▸ Supplied data
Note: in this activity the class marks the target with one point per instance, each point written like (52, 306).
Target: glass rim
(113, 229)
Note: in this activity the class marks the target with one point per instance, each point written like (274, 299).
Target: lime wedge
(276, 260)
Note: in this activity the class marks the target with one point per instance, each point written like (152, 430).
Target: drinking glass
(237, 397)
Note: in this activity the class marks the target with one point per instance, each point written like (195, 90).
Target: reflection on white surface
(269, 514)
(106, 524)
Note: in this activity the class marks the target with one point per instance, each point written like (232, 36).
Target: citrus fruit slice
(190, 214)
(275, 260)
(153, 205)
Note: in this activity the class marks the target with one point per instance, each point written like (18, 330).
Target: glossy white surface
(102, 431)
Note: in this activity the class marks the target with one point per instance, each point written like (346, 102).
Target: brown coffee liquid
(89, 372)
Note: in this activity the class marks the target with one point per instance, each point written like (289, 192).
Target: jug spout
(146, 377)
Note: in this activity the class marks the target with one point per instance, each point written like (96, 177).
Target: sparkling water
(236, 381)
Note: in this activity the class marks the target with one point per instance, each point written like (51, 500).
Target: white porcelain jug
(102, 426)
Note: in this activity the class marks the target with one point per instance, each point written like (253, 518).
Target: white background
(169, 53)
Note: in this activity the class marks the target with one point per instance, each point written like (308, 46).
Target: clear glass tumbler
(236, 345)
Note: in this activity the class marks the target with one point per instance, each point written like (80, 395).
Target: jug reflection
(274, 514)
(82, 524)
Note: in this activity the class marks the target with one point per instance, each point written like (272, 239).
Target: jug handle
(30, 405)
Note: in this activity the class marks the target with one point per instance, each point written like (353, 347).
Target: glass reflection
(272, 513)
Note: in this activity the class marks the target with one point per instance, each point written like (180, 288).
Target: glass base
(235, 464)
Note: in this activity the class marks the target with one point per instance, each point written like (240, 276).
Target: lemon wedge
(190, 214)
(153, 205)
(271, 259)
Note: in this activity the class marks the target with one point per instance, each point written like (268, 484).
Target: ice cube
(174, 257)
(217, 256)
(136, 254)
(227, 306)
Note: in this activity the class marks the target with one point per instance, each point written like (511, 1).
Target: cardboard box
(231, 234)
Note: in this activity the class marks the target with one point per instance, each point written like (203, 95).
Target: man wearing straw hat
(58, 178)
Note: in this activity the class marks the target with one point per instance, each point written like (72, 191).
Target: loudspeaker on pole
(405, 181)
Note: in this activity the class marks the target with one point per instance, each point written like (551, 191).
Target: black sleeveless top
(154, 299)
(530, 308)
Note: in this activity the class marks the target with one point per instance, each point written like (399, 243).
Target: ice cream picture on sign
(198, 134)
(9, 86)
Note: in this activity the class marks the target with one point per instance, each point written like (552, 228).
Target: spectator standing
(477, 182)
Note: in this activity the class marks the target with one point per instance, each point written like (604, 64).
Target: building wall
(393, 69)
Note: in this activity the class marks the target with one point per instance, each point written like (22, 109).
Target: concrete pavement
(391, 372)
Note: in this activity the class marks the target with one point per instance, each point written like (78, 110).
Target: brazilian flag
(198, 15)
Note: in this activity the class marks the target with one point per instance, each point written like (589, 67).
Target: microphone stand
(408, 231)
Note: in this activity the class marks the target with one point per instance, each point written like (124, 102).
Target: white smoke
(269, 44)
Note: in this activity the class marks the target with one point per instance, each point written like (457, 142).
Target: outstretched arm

▸ Work order
In the listing above, start at the line with "like (308, 46).", go on through the line with "like (180, 288).", and copy each of those lines exactly; leave out all the rest.

▸ Answer to this problem
Note: in this activity the class marks the target with one point per instance, each point written like (308, 46).
Target: clear glass tumbler
(236, 345)
Note: in this activity the class marks the target with one point per instance, each point written like (80, 395).
Target: jug reflection
(274, 514)
(82, 524)
Note: in this activity the class marks the target with one point per instance, each point written like (272, 239).
Target: jug handle
(30, 405)
Note: in this activity the class marks the target with one point per instance, each point written like (353, 347).
Target: glass reflection
(272, 513)
Note: in this activity the class marks the target with one point per instance, each point written like (180, 288).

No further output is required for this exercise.